[Location identification rows]
------------------------

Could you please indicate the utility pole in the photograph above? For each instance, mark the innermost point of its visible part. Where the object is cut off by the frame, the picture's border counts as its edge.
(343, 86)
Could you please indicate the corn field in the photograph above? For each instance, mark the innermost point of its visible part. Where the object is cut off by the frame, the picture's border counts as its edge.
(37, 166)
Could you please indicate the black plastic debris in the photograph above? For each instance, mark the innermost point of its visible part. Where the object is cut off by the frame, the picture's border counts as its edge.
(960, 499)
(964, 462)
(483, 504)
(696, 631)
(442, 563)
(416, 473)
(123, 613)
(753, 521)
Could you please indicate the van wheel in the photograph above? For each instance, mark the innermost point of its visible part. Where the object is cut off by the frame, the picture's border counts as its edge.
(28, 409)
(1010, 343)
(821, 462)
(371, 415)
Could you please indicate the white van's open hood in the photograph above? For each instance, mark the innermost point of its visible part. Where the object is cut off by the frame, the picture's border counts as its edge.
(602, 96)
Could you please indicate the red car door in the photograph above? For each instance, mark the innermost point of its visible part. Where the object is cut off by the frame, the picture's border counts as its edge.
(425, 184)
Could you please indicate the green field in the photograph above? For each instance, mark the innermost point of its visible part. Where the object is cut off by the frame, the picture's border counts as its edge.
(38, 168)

------------------------

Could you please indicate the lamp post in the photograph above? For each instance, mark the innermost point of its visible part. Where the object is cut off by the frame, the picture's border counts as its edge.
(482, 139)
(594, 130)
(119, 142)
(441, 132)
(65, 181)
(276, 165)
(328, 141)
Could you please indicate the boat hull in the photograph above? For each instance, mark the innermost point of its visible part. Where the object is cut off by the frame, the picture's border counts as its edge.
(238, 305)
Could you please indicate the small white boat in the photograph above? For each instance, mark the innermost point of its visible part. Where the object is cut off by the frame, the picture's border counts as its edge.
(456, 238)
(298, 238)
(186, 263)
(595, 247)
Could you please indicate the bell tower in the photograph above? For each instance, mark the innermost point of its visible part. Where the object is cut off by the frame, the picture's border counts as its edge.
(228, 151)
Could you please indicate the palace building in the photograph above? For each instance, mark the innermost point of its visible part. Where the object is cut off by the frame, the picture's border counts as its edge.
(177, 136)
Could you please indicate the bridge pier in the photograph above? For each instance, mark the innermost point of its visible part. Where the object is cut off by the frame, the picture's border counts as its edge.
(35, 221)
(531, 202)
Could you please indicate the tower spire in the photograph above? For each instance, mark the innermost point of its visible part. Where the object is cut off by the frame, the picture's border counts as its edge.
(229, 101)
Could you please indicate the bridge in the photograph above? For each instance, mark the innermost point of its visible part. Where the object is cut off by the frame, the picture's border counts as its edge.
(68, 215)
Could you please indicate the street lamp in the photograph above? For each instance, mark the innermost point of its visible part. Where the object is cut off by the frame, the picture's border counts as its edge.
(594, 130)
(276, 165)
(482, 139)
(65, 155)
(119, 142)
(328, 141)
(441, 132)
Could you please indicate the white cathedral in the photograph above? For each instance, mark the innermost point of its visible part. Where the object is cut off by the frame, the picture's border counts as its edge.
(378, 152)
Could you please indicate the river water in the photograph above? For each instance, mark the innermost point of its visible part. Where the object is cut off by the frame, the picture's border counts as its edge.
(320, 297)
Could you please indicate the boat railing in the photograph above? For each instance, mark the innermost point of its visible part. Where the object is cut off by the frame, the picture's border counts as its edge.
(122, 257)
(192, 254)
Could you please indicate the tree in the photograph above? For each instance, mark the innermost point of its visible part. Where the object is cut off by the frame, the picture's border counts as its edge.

------------------------

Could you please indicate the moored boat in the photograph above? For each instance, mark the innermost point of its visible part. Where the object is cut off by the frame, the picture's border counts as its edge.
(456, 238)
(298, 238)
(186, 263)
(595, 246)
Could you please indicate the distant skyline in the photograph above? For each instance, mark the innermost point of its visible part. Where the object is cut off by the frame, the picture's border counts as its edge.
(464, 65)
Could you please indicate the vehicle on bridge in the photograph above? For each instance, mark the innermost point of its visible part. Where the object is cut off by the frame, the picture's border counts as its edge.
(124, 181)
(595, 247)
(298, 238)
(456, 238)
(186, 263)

------------------------

Count the lines in the rows above that contain the word "tower", and give only that number.

### Reply
2